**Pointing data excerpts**
+++

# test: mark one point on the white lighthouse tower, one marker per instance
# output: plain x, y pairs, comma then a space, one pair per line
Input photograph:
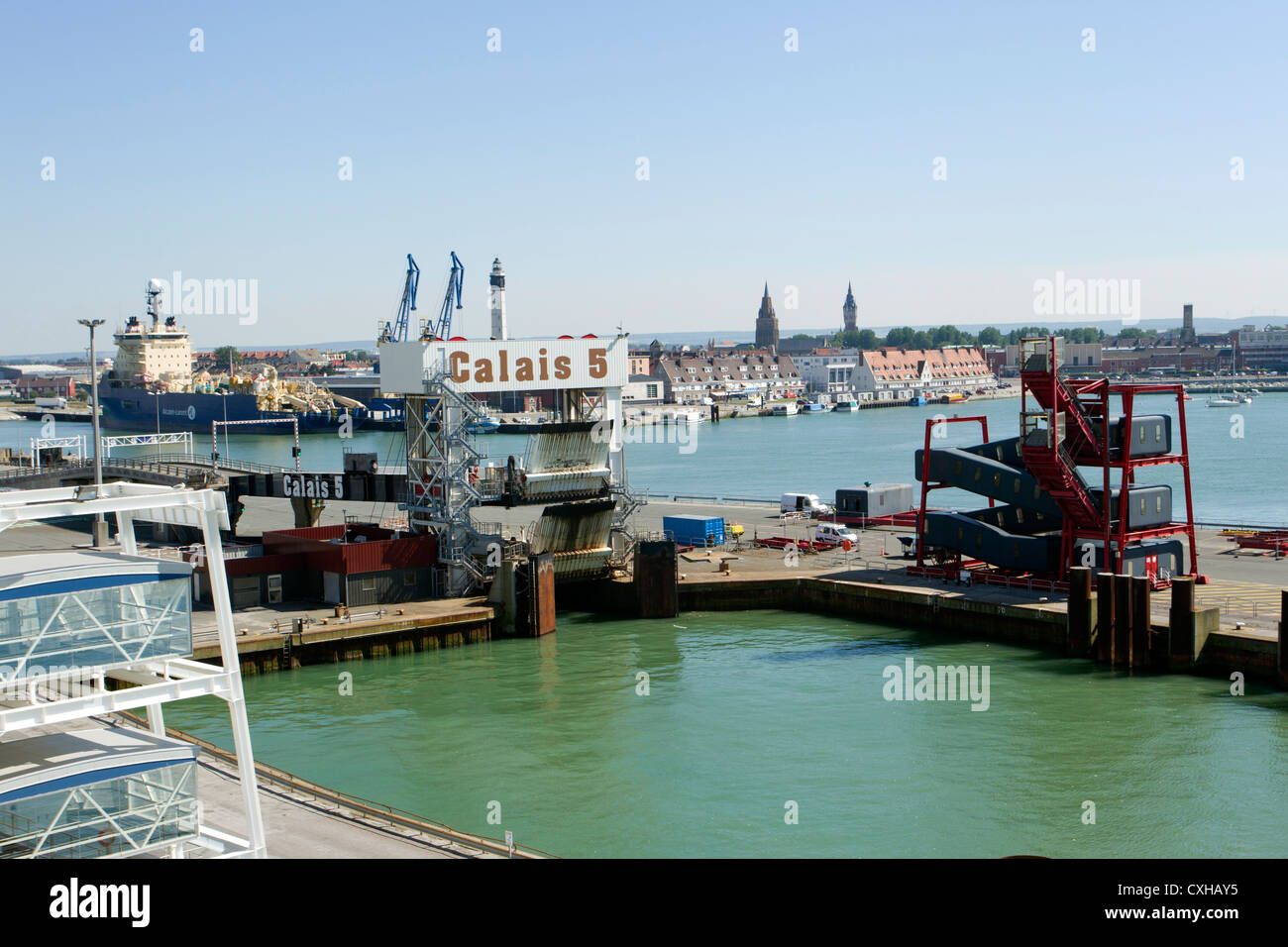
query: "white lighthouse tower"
496, 300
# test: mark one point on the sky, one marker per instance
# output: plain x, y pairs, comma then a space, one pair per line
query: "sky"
941, 157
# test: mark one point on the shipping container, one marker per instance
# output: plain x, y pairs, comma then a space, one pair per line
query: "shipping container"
876, 500
695, 531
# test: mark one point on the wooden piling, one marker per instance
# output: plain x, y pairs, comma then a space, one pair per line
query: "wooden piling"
1140, 621
1124, 616
1106, 617
656, 579
1180, 624
1283, 638
1080, 612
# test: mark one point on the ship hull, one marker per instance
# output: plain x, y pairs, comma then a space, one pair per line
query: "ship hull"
124, 408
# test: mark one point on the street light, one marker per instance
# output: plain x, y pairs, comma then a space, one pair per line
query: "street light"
99, 538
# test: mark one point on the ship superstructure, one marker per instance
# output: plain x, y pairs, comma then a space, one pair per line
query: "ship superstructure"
153, 386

+++

**Instruction**
Write out the entire listing above word for word, leaving out the picture.

**Output**
# test: mark one point on the white lighthouse tower, one marker per instance
# output: plain x, y pairs, comma then a space, one pair per line
Input photograph:
query: "white lighthouse tower"
496, 300
# test: mark one point on the sky, one marker per instance
# output: plain x, y pairs, comma then a space, one pair per line
query: "sky"
941, 157
# test: mark one point on the shipping container, one marker per instance
# output: plain x, y pairs, comma then a space, one pair per line
query: "shipping container"
876, 500
695, 531
# test: mark one point on the wooden piling, one marker per instance
# output: plain x, y pairs, comma then a space, one pair per line
query: "wooden piling"
1140, 621
1124, 616
1106, 617
656, 579
1180, 624
1283, 638
1080, 612
# test: mark one point on the ship hull, one marker per instance
# output: plain x, y pairs, comma then a space, one pair per line
query: "ship hull"
124, 408
# test: mark one point on the street light, one marker per instance
# output: plain x, y pairs, comma then a space, one pair per line
query: "street light"
99, 538
# test: mark one point on the ship superstructure, one marker per instance
# output: plain x, y pairs, comma then a space, one pair per line
query: "ship superstructure"
153, 386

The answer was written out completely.